Region pointing data
----

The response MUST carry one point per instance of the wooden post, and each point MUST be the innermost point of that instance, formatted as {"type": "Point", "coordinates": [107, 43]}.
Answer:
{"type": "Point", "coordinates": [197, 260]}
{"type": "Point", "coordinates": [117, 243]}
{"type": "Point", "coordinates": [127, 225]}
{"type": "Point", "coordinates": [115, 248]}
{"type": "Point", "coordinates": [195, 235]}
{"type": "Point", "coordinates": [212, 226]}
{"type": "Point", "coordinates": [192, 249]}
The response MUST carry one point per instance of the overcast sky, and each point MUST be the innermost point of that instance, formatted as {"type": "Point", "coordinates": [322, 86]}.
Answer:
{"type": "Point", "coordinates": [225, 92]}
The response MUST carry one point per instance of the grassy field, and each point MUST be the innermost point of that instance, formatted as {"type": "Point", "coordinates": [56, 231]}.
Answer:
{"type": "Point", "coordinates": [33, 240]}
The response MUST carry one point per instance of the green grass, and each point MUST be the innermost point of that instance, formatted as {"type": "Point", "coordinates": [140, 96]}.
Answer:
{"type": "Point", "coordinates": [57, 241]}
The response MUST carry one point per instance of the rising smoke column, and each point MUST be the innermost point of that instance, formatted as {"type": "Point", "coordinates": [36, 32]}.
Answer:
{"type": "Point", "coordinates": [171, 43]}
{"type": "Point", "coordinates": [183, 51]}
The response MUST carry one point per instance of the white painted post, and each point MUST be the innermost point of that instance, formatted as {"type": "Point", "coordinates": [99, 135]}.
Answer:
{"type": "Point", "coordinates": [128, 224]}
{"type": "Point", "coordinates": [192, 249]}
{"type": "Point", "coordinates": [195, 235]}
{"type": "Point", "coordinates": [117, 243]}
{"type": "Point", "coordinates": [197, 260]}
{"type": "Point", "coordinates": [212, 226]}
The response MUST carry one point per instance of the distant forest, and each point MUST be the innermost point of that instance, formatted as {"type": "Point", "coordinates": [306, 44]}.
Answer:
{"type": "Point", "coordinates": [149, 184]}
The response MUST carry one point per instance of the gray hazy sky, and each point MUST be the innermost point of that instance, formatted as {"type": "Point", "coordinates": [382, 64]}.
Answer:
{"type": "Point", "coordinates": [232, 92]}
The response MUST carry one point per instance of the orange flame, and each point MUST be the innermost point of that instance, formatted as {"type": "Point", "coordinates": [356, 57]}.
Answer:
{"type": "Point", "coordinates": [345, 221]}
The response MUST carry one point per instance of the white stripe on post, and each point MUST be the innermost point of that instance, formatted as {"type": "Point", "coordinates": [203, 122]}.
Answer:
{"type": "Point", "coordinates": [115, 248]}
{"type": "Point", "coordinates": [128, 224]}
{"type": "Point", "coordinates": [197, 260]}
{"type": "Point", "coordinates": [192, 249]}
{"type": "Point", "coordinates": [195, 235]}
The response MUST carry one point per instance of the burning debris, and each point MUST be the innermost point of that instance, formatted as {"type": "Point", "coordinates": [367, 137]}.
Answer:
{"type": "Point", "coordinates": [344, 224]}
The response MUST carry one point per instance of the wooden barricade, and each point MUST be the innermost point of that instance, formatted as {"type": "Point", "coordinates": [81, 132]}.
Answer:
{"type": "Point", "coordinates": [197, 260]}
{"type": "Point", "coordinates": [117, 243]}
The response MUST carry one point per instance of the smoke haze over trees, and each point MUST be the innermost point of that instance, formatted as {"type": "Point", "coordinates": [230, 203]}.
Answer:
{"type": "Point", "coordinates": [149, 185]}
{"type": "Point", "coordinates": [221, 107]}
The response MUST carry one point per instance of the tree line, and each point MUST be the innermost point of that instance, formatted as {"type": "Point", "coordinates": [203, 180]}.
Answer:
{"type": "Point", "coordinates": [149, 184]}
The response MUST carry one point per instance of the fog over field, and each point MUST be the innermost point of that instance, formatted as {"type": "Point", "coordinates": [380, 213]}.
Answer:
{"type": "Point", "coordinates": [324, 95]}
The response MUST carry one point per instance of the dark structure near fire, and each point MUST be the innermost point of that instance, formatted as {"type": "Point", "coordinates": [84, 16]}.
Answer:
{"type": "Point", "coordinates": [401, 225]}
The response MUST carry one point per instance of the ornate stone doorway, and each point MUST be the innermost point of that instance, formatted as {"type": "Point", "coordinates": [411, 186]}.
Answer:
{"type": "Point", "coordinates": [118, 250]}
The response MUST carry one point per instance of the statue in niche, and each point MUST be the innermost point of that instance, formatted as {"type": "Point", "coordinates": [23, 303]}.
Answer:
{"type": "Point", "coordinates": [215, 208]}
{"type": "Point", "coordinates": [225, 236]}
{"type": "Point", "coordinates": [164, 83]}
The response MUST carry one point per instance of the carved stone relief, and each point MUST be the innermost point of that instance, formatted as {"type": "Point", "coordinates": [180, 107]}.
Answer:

----

• [YOUR OBJECTIVE]:
Down to the final line, the data above must be copied exactly.

• [SOLUTION FOR THIS PROBLEM]:
The response MUST carry one point per instance of the wooden post, and each point MUST be the innermost point of that instance, formatted as {"type": "Point", "coordinates": [107, 43]}.
Answer:
{"type": "Point", "coordinates": [197, 260]}
{"type": "Point", "coordinates": [117, 243]}
{"type": "Point", "coordinates": [127, 225]}
{"type": "Point", "coordinates": [115, 248]}
{"type": "Point", "coordinates": [195, 235]}
{"type": "Point", "coordinates": [212, 226]}
{"type": "Point", "coordinates": [192, 249]}
The response MUST carry one point per instance of the overcast sky, and each point MUST be the innermost point of that instance, formatted as {"type": "Point", "coordinates": [322, 86]}.
Answer:
{"type": "Point", "coordinates": [225, 92]}
The response MUST carry one point per instance of the grassy field, and each point MUST be the innermost point of that instance, formatted as {"type": "Point", "coordinates": [56, 231]}.
Answer:
{"type": "Point", "coordinates": [33, 240]}
The response MUST carry one point per instance of the green grass, and each point MUST be the innermost point of that instance, formatted as {"type": "Point", "coordinates": [140, 96]}.
Answer:
{"type": "Point", "coordinates": [57, 241]}
The response MUST carry one point per instance of the rising smoke column, and each point MUST be the innermost point of that instance, formatted as {"type": "Point", "coordinates": [36, 32]}.
Answer:
{"type": "Point", "coordinates": [171, 43]}
{"type": "Point", "coordinates": [183, 51]}
The response MUST carry one point per instance of the white painted post, and each point MUST be the innermost point of that instance, formatted as {"type": "Point", "coordinates": [99, 135]}.
Answer:
{"type": "Point", "coordinates": [128, 224]}
{"type": "Point", "coordinates": [192, 249]}
{"type": "Point", "coordinates": [195, 235]}
{"type": "Point", "coordinates": [117, 243]}
{"type": "Point", "coordinates": [197, 260]}
{"type": "Point", "coordinates": [212, 226]}
The response MUST carry one point per instance of the distant forest, and each point MUST be the innermost point of that instance, formatted as {"type": "Point", "coordinates": [306, 44]}.
Answer:
{"type": "Point", "coordinates": [149, 184]}
The response MUST carry one point per instance of the gray hazy sky, and each point MUST be the innermost point of that instance, formatted as {"type": "Point", "coordinates": [382, 64]}.
Answer:
{"type": "Point", "coordinates": [232, 92]}
The response MUST carry one point per instance of the orange flame, and each point MUST be the innermost point of that instance, formatted as {"type": "Point", "coordinates": [356, 57]}.
Answer:
{"type": "Point", "coordinates": [345, 221]}
The response MUST carry one point per instance of the white stripe on post, and each point MUST be the innermost point of that instance, formatted as {"type": "Point", "coordinates": [203, 122]}.
Answer:
{"type": "Point", "coordinates": [115, 248]}
{"type": "Point", "coordinates": [128, 224]}
{"type": "Point", "coordinates": [197, 260]}
{"type": "Point", "coordinates": [192, 249]}
{"type": "Point", "coordinates": [195, 235]}
The response MUST carry one point per instance of the burning debris, and each point MUST be the innermost point of that instance, formatted as {"type": "Point", "coordinates": [367, 137]}.
Answer:
{"type": "Point", "coordinates": [344, 224]}
The response MUST carry one point per instance of the wooden barricade, and each point MUST be the innermost point of that instance, formatted as {"type": "Point", "coordinates": [81, 132]}.
Answer:
{"type": "Point", "coordinates": [197, 260]}
{"type": "Point", "coordinates": [117, 243]}
The response MUST carry one point per instance of the smoke haze over trees, and each point MUST be the innermost point of that instance, formatted as {"type": "Point", "coordinates": [230, 203]}.
Answer:
{"type": "Point", "coordinates": [149, 185]}
{"type": "Point", "coordinates": [221, 107]}
The response MUST carry one point per instance of the tree line, and each point MUST be the innermost point of that instance, formatted as {"type": "Point", "coordinates": [203, 180]}.
Answer:
{"type": "Point", "coordinates": [149, 184]}
The response MUST carry one point per instance of the fog over field, and each point MUST be the innermost point of that instance, formatted as {"type": "Point", "coordinates": [380, 213]}.
Answer:
{"type": "Point", "coordinates": [324, 95]}
The response MUST carry one point per instance of the dark structure near fire, and each point MUST be the innermost point of that instance, formatted as {"type": "Point", "coordinates": [84, 16]}.
Answer:
{"type": "Point", "coordinates": [401, 225]}
The response MUST carry one point per instance of the ornate stone doorway, and each point MUST be the innermost point of that instance, formatted as {"type": "Point", "coordinates": [411, 186]}.
Answer:
{"type": "Point", "coordinates": [118, 250]}
The response MUST carry one point per instance of the statue in niche, and each point MUST be the innermost point of that instance, formatted as {"type": "Point", "coordinates": [23, 303]}.
Answer:
{"type": "Point", "coordinates": [215, 208]}
{"type": "Point", "coordinates": [225, 236]}
{"type": "Point", "coordinates": [164, 83]}
The response MUST carry one point per instance of the carved stone relief, and each point MUST be the innermost point of that instance, formatted as {"type": "Point", "coordinates": [180, 107]}.
Answer:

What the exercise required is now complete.